DIRECTIONS FOR THIS TASK>
How many lines in the rows below contain the string "pole"? Matching is case-sensitive; reply with the number alone.

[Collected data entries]
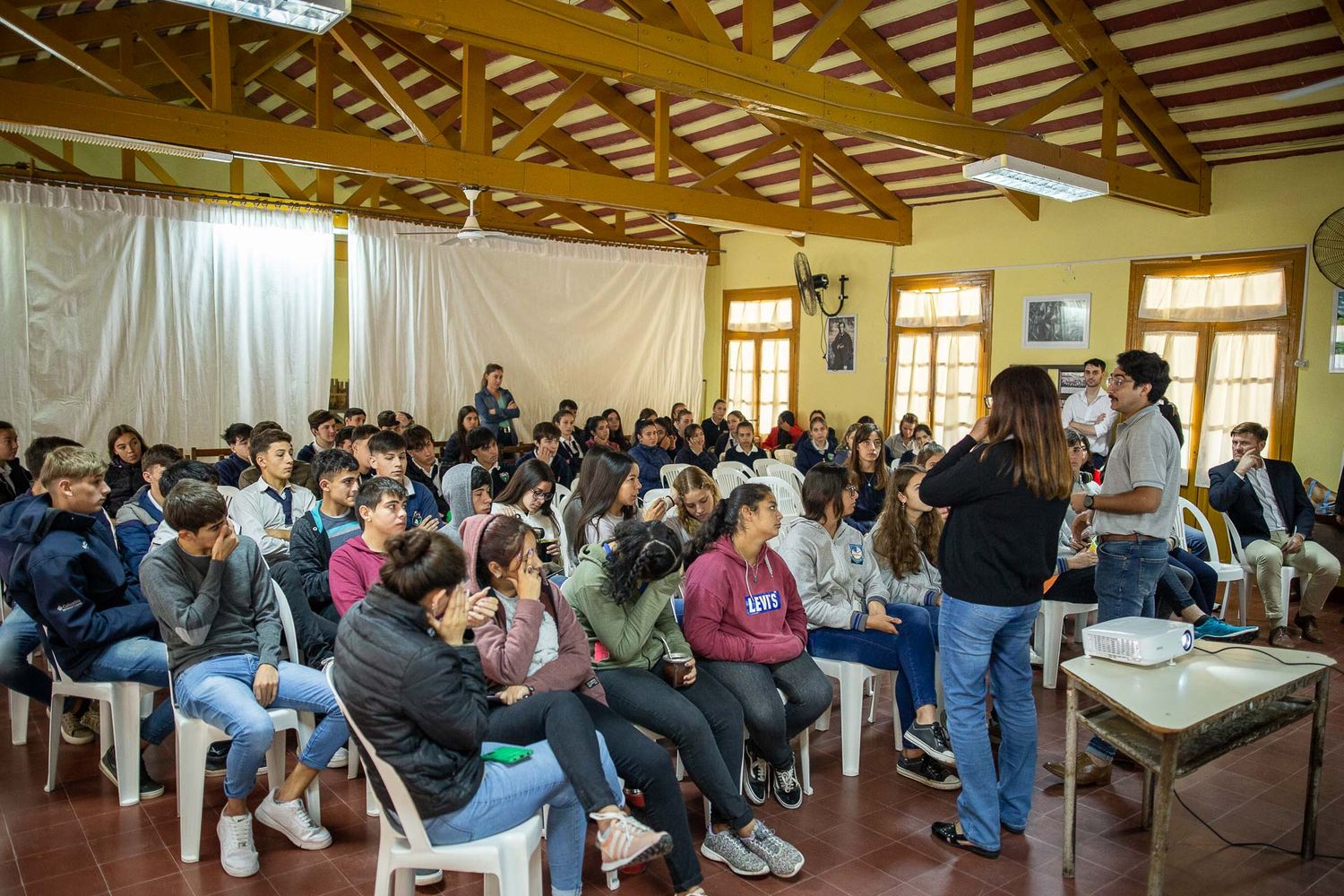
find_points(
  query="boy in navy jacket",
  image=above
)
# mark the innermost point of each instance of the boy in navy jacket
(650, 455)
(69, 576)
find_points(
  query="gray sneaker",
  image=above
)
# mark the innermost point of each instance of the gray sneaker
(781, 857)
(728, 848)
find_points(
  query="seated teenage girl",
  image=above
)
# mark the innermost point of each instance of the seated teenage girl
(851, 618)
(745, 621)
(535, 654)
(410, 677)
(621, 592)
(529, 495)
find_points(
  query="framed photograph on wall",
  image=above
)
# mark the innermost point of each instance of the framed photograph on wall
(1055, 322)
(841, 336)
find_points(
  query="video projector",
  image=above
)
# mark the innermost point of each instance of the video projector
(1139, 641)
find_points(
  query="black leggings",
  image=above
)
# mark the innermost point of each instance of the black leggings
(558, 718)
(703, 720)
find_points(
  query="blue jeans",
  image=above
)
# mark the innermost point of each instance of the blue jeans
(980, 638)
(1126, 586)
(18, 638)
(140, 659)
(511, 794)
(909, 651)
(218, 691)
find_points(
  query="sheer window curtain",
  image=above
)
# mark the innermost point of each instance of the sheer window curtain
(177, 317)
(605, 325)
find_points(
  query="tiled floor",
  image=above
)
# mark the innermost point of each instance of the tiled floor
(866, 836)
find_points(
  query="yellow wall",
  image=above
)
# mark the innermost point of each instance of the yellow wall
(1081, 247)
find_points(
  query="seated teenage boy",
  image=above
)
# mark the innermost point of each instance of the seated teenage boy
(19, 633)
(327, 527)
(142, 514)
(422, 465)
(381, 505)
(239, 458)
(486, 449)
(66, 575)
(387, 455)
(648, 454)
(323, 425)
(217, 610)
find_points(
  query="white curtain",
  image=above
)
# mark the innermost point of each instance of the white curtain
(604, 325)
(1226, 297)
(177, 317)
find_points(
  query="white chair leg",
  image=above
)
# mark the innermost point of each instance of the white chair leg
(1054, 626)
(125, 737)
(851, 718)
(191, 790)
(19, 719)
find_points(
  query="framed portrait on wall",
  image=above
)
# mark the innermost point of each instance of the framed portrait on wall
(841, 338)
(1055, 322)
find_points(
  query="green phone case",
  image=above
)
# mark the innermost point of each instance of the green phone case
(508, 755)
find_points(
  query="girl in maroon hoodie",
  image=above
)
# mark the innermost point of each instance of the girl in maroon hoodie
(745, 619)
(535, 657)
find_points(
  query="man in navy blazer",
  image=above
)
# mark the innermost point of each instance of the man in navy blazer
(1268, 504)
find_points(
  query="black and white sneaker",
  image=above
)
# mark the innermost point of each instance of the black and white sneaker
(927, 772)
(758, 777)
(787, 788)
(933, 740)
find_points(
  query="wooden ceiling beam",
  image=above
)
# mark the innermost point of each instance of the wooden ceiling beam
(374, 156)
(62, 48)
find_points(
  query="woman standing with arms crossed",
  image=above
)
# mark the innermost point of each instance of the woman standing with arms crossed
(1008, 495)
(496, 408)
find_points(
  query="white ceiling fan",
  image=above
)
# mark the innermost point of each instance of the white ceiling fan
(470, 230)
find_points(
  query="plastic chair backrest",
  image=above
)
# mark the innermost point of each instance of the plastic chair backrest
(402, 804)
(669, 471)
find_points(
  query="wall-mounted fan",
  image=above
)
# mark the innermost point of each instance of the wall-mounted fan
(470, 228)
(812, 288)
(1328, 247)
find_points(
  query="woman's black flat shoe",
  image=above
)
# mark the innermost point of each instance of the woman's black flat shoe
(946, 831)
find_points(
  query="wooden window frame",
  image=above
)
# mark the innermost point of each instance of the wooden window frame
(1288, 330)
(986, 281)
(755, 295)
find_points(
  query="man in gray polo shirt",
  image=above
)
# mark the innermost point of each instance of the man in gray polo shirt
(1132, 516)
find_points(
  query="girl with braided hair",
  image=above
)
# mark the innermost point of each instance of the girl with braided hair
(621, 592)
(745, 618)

* * *

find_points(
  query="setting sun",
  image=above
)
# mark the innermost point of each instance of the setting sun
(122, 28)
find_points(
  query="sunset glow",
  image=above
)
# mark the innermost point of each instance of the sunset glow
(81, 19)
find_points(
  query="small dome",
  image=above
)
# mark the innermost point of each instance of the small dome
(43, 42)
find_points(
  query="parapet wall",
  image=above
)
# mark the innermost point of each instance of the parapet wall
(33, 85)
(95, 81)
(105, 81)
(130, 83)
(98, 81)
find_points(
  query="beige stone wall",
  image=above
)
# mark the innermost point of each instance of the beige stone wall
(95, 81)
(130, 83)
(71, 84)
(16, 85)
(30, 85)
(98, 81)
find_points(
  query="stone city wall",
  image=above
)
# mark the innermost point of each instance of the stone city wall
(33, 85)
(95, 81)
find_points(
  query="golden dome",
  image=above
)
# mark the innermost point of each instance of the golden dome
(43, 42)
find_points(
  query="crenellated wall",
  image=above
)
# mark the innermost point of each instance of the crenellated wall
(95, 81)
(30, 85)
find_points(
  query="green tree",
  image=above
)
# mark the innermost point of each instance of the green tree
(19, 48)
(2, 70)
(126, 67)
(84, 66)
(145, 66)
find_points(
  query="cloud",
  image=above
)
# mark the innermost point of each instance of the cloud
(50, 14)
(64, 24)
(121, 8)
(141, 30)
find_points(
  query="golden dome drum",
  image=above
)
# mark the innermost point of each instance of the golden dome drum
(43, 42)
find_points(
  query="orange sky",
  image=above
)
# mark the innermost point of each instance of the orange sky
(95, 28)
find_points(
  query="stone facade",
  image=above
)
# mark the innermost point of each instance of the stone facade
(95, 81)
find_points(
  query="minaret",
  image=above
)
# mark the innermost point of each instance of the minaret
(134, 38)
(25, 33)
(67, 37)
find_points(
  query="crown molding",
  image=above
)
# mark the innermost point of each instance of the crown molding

...

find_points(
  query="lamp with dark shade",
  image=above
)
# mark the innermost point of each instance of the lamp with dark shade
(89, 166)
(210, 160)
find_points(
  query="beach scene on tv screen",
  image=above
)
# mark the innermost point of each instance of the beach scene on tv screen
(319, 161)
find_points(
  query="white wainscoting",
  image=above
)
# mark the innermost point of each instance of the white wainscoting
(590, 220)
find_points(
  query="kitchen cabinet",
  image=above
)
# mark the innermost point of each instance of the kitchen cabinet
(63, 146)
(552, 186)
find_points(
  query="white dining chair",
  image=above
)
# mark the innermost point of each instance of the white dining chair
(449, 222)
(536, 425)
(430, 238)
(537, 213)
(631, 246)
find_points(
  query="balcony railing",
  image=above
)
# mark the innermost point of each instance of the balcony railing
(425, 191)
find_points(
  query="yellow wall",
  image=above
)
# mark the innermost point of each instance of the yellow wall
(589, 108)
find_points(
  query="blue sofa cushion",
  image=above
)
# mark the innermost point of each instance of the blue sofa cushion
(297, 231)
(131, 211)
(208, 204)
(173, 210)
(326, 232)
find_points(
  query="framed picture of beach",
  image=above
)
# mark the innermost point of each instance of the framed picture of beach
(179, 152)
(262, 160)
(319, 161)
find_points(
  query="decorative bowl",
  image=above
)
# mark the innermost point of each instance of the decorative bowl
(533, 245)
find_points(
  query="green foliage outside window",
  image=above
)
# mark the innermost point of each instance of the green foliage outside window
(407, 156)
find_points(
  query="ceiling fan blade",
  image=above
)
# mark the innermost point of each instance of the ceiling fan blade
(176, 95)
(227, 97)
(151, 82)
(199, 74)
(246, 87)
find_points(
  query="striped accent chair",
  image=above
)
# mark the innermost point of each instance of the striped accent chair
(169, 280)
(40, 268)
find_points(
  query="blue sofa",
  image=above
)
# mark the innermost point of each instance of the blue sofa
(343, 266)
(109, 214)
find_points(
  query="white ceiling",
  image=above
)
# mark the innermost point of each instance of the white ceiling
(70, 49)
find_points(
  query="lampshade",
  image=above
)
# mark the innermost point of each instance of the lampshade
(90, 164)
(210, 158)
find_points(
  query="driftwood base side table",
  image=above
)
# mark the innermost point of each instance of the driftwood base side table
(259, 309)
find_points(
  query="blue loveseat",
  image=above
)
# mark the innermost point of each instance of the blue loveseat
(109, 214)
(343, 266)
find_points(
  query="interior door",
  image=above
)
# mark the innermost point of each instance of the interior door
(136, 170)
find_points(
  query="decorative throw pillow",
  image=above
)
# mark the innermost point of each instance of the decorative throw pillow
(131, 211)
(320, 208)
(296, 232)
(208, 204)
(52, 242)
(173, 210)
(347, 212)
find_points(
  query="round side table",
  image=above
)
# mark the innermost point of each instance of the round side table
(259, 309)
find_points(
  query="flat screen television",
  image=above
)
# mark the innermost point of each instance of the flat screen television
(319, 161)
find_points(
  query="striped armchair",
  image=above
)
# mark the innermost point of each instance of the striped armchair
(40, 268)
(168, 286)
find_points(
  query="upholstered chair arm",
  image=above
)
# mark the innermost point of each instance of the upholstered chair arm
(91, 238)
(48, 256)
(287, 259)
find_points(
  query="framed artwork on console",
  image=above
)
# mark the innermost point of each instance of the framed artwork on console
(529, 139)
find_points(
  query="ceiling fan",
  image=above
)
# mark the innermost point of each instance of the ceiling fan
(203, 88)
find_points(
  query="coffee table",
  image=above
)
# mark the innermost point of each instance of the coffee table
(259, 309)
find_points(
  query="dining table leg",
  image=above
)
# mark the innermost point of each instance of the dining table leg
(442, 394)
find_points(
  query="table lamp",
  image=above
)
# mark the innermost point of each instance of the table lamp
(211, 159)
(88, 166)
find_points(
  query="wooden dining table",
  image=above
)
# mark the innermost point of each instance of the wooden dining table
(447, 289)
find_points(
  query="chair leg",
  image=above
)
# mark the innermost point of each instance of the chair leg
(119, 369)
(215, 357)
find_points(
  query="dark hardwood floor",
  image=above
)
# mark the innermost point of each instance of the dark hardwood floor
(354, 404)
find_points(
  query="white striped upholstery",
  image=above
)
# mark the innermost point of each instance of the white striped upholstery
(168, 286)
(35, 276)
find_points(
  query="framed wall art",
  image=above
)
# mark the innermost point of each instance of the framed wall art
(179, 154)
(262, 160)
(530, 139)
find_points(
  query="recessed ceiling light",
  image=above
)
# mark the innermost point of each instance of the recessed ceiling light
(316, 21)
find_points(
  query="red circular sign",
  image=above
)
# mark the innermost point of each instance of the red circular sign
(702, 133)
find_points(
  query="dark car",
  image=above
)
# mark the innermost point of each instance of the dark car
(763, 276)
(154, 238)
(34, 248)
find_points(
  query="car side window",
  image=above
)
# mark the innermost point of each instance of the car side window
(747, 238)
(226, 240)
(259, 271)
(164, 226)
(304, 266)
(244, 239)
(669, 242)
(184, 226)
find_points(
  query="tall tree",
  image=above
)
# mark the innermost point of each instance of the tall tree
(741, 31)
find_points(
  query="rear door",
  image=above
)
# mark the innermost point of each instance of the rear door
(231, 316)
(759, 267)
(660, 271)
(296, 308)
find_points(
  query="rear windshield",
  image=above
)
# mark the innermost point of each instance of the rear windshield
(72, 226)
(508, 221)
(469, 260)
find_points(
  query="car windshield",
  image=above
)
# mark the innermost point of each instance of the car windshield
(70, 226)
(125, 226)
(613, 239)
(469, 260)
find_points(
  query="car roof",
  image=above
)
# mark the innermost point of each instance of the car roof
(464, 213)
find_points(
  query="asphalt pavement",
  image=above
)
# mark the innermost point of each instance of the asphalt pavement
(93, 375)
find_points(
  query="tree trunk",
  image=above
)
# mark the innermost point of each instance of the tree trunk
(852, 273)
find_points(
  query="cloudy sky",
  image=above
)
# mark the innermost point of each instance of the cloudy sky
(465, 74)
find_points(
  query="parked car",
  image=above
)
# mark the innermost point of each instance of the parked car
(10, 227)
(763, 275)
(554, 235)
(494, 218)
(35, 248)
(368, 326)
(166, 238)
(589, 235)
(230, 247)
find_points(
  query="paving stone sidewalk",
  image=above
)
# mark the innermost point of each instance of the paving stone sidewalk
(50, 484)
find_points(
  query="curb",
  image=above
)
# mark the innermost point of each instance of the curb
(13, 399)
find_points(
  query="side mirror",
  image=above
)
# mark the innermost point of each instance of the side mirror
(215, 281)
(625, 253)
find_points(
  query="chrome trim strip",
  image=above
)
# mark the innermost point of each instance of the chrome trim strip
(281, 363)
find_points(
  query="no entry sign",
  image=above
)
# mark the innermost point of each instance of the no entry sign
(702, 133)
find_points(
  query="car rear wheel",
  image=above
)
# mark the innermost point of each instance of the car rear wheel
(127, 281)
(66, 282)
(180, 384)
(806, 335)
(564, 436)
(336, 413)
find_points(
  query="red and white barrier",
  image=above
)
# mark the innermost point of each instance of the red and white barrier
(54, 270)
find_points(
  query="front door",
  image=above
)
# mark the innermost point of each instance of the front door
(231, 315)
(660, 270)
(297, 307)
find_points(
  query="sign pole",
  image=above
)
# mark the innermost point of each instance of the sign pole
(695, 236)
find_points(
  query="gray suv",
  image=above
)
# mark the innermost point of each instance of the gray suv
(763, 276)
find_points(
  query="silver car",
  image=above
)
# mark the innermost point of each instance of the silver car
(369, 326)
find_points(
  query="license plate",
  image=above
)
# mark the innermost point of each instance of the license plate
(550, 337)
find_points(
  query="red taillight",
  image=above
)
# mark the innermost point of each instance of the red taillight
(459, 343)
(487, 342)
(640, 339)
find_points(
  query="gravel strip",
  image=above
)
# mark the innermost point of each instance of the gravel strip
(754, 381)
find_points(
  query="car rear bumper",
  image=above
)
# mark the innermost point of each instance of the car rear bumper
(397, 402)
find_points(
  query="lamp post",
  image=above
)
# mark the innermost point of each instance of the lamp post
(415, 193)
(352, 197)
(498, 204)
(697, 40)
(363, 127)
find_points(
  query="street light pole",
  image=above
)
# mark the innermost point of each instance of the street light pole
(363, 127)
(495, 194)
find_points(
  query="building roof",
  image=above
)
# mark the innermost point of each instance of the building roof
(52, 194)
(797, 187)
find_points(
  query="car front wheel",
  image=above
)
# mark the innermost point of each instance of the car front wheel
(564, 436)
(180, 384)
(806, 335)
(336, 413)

TASK RESULT>
4